>> Begin
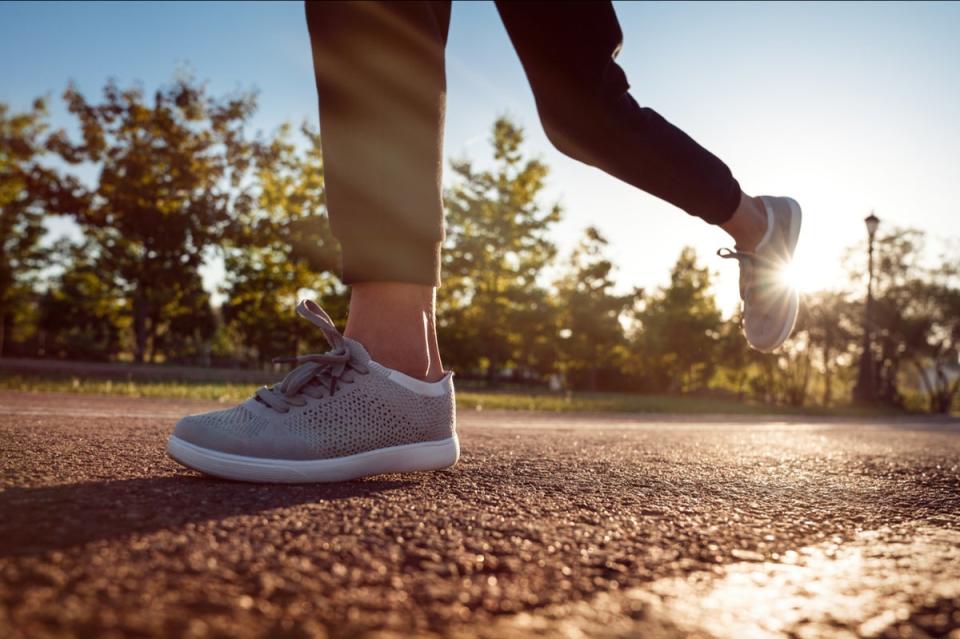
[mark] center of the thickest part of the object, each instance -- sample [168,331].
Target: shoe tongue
[357,351]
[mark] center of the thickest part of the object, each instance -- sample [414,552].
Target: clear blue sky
[847,107]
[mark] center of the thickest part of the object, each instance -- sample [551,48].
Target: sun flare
[807,276]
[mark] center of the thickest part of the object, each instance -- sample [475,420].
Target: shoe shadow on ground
[37,520]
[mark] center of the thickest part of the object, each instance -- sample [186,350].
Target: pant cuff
[377,259]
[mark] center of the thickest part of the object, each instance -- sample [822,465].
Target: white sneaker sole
[793,236]
[396,459]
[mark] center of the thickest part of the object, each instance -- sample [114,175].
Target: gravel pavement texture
[551,525]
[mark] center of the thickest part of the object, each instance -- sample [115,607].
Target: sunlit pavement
[585,526]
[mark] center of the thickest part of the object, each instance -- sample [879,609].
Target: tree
[829,321]
[592,338]
[914,318]
[937,359]
[172,175]
[80,317]
[27,189]
[496,248]
[679,329]
[281,246]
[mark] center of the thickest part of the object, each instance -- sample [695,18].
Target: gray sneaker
[770,305]
[338,416]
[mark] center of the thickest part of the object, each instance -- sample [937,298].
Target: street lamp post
[864,390]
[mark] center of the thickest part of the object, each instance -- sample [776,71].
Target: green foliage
[496,248]
[27,190]
[591,337]
[281,247]
[679,328]
[179,183]
[80,316]
[172,175]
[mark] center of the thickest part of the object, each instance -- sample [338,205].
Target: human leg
[381,86]
[568,52]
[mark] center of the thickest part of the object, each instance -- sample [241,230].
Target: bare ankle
[395,322]
[748,224]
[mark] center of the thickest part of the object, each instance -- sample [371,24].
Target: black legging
[381,85]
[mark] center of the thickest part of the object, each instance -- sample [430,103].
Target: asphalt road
[587,526]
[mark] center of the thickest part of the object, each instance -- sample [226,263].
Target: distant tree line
[178,180]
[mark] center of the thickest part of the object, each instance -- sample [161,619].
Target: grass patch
[470,399]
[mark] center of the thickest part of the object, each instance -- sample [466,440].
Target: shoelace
[318,373]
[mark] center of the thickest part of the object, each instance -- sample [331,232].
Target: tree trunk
[491,374]
[139,326]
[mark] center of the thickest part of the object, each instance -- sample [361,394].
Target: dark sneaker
[770,305]
[338,416]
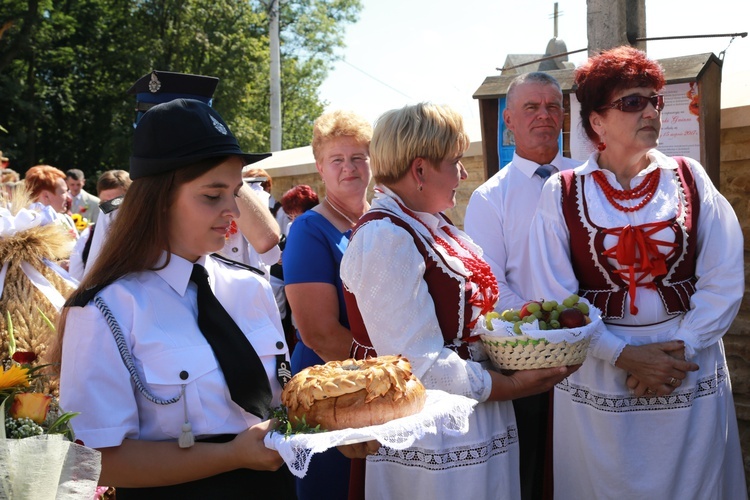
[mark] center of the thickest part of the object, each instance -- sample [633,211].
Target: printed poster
[680,125]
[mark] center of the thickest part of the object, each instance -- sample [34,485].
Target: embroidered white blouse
[719,266]
[383,264]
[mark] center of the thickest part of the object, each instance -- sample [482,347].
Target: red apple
[572,318]
[525,309]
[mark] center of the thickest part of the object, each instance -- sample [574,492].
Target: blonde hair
[339,124]
[422,130]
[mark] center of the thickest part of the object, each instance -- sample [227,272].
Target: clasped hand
[655,369]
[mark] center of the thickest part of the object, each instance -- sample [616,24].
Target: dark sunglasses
[634,103]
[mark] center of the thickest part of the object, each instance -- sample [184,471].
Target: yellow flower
[33,405]
[80,221]
[15,376]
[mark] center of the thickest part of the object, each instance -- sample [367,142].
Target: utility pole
[274,45]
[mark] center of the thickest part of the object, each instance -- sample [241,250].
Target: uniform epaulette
[234,263]
[111,205]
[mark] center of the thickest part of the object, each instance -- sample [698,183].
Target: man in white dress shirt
[84,203]
[498,218]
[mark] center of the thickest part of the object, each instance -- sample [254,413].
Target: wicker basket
[522,352]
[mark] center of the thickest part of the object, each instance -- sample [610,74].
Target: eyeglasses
[634,103]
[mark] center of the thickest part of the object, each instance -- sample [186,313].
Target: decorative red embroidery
[639,253]
[480,273]
[232,230]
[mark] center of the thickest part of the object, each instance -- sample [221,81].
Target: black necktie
[242,368]
[544,171]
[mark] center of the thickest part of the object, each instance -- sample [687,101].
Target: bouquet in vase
[39,457]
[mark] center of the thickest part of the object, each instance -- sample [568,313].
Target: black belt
[240,483]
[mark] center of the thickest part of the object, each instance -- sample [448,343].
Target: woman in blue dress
[312,257]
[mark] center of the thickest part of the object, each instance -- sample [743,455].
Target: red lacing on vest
[639,253]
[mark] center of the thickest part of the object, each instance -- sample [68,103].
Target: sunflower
[14,377]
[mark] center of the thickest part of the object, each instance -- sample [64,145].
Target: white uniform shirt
[498,218]
[103,222]
[157,312]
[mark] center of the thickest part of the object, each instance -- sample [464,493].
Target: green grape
[571,301]
[549,305]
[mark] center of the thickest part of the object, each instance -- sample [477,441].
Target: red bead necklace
[231,230]
[479,271]
[646,189]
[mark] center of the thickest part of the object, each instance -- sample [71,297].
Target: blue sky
[406,51]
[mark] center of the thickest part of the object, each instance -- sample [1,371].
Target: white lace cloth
[48,466]
[443,413]
[571,335]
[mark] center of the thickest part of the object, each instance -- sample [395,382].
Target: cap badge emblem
[218,126]
[154,85]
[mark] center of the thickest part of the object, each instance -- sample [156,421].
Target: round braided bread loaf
[354,393]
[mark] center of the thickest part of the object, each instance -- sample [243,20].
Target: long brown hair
[137,236]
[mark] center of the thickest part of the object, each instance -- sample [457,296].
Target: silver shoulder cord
[127,358]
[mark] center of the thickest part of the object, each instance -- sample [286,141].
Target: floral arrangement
[29,410]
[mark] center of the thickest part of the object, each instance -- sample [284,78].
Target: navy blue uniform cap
[164,86]
[180,133]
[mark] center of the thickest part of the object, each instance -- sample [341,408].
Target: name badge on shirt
[283,370]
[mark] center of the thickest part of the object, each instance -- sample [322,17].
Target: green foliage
[65,68]
[287,428]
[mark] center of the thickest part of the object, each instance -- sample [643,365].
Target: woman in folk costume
[173,356]
[650,241]
[416,285]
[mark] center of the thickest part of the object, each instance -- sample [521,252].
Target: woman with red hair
[46,185]
[47,188]
[652,243]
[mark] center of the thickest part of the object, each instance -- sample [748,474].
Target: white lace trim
[443,413]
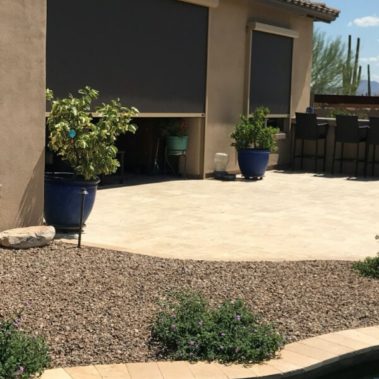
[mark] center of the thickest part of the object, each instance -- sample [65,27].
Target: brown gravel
[96,306]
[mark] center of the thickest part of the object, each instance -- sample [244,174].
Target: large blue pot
[253,162]
[63,200]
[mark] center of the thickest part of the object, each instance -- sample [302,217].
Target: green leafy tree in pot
[251,131]
[88,147]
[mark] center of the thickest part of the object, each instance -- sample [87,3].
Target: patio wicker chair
[372,139]
[307,128]
[348,131]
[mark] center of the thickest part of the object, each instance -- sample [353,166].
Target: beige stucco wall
[22,110]
[227,60]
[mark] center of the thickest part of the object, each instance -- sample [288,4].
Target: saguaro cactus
[368,81]
[351,71]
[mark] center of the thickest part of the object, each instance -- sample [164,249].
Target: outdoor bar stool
[348,131]
[307,128]
[372,139]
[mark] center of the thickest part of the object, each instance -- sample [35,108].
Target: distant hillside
[362,89]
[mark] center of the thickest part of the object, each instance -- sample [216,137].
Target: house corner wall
[22,111]
[227,70]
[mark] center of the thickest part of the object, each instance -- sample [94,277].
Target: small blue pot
[176,144]
[253,162]
[63,200]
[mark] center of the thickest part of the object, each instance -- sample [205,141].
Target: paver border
[312,356]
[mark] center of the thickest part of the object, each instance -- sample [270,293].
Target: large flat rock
[24,238]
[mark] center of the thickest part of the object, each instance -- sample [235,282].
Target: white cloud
[366,21]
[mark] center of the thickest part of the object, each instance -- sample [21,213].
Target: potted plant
[87,146]
[254,140]
[176,132]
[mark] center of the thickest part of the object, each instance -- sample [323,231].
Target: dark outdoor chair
[348,131]
[372,139]
[307,128]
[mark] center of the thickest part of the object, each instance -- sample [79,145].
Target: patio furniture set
[348,130]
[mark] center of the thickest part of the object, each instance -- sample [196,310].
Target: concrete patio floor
[285,216]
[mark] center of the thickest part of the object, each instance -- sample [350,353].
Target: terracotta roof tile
[321,8]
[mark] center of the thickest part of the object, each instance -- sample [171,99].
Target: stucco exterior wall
[22,111]
[227,64]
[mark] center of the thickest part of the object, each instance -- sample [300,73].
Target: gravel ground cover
[96,306]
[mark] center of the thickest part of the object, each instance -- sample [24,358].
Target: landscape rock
[25,238]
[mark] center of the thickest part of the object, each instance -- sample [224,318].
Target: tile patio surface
[292,216]
[296,358]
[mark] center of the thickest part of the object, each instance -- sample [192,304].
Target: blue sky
[360,18]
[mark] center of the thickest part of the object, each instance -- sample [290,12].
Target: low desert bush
[368,267]
[22,356]
[187,328]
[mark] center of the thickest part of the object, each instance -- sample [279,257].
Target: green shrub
[252,132]
[21,355]
[188,329]
[87,146]
[369,267]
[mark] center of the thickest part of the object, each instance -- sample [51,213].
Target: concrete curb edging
[311,356]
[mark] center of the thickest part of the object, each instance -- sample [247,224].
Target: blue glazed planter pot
[253,162]
[63,200]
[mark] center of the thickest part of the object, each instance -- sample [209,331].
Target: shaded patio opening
[141,155]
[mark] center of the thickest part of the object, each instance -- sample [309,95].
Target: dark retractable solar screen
[150,53]
[271,69]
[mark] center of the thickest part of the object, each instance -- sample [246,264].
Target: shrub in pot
[254,140]
[87,146]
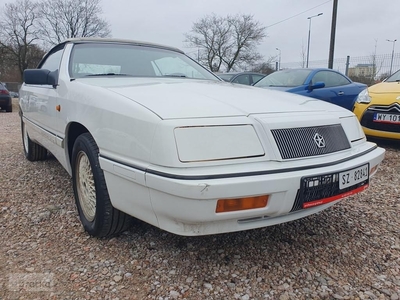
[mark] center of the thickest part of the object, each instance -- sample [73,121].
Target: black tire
>> End
▸ Task to complete: Only what runs from the line containing "-- sample [21,213]." through the end of the entries above should be extracted, exactly and without pictures.

▸ Written answer:
[mark] center of the thickest part of the object, each instance -- sample [21,213].
Target: potted plant
[87,146]
[254,140]
[176,132]
[mark] center of the thickest part of the object, each instance -- sample [323,231].
Target: dark outdoor chair
[348,131]
[372,139]
[307,128]
[mark] center of the thickest part of the object, each instance -- sample [79,145].
Target: patio furniture set
[348,130]
[mark] center of the thickest part of the object, each instance -- sample [196,310].
Target: concrete patio floor
[285,216]
[mark] center of the thickest part of the object, each instance -- sample [350,353].
Target: terracotta roof tile
[321,8]
[mark] center of the thickest part of the object, each instance -- sample [171,99].
Target: stucco exterior wall
[22,111]
[227,64]
[mark] center of the thickest part of the object, each instance -- sample [300,73].
Target: gravel ground cover
[96,306]
[mark] center of the thickest part of the object, each instance -- sample [24,358].
Target: landscape rock
[25,238]
[mark] center of the thickest part of the object, each instance -- sample [224,318].
Target: tile patio surface
[292,216]
[296,358]
[mark] center of the thickest part of the object, each instance -- sample [192,304].
Target: blue sky
[360,18]
[mark] center of the thickest part of the object, each instance -- sample [290,12].
Target: low desert bush
[368,267]
[22,356]
[187,328]
[mark] center of the thickest part of the object, each instance -- sample [279,257].
Target: green shrub
[252,132]
[21,355]
[188,329]
[87,146]
[369,267]
[mark] center of the thickest part of the object, each instance -- sample [51,213].
Target: concrete curb edging
[311,356]
[mark] center of the thickest part of the object, each instance -- sample [247,224].
Target: blue glazed planter pot
[253,162]
[63,200]
[mark] center of the thickest part of the object, each instance -- sample [209,331].
Target: shaded patio opening
[141,155]
[mark] center of the thickest part of the object, each instance -- sample [309,95].
Target: dark retractable solar screen
[150,53]
[271,69]
[mark] center of the thickest part of the object, each instance -- sample [246,264].
Target: shrub in pot
[254,140]
[87,146]
[mark] center of the thickest part of the object, each instance -- sample [73,121].
Target: black tire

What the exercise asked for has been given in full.